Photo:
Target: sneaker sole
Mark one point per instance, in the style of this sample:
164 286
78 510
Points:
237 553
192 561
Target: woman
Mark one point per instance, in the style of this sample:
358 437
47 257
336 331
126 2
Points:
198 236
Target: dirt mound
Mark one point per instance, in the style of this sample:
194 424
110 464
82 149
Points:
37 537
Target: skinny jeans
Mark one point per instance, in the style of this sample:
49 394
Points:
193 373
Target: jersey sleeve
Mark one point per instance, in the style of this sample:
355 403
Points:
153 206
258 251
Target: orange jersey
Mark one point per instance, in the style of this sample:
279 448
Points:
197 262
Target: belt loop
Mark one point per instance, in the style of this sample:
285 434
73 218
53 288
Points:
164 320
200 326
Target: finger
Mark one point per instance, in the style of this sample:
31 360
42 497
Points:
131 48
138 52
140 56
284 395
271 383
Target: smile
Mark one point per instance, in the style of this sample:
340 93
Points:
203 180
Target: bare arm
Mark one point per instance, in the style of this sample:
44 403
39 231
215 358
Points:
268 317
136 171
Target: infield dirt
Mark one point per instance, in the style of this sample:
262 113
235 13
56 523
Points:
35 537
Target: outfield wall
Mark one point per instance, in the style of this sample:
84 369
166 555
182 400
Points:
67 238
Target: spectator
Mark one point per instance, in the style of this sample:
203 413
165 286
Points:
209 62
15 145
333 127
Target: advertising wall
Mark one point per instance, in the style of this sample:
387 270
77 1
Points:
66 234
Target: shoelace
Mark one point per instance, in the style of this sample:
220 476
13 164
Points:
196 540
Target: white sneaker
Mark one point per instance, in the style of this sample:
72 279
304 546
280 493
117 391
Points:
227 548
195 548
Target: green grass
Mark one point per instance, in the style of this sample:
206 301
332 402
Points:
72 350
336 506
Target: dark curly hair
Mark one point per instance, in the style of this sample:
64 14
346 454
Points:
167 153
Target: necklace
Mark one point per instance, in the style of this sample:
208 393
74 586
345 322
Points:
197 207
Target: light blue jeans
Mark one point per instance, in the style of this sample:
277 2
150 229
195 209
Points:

WHAT YOU ARE ASKED TO DO →
Transcribe each entry exactly.

REPLY →
Photo:
Target: sneaker sole
Mark one point per instance, in the style of this sample:
164 286
78 510
Points:
237 553
192 561
Target: woman
Mark one point per instance, in the style of this sample:
358 437
47 257
336 331
126 2
Points:
198 236
Target: dirt mound
Mark one point per instance, in the style of this sample:
194 424
110 464
82 149
Points:
37 537
Target: skinny jeans
Mark one point per instance, in the style of this sample:
49 394
Points:
193 373
Target: jersey sleeve
Mark one point per instance, in the style of this sample:
355 403
Points:
153 206
258 251
Target: orange jersey
Mark one point per instance, in the style of this sample:
279 448
Points:
197 262
Target: belt loop
Mark one point per instance, in the style of this sample:
285 434
73 218
53 288
Points:
164 320
200 326
Target: finger
Mark one point per instance, in the style of this sample:
31 360
42 497
Points:
131 48
138 52
140 56
284 395
271 383
Target: smile
Mark one point per instance, in the style of this sample:
340 93
Points:
203 180
Target: bare arm
Mark one point per instance, in the style of this sample:
44 403
39 231
215 358
Points:
268 317
136 171
Target: infield dirt
Mark one point per instance, in the style of this sample:
262 113
235 13
56 523
Points:
35 537
Target: outfield wall
Mark one point per instance, in the style of this sample:
84 369
166 555
182 400
Points:
67 238
Target: spectator
Mark one point per instance, in the style of this sample:
203 413
165 286
Points:
209 62
15 145
333 127
Target: advertising wall
Mark one point per instance, in the style of this sample:
387 270
77 1
Points:
66 234
Target: shoelace
Mark one point per instance, in the style of this sample:
220 476
13 164
Points:
196 540
Target: white sneaker
Mark one point per instance, in the style of this sample:
72 279
304 546
280 493
117 391
Points:
227 548
195 548
Target: green grass
Mark one point per instance, in the style of this sample:
206 301
332 402
Points:
72 350
336 506
Target: dark curly hair
Mark one point per instance, in the style of this sample:
64 14
346 454
Points:
167 153
Target: necklace
Mark one point per instance, in the style of this sample:
208 393
74 586
345 322
Points:
197 207
Target: light blue jeans
Mark one point per instance, in the style of this sample:
277 2
150 229
195 209
Points:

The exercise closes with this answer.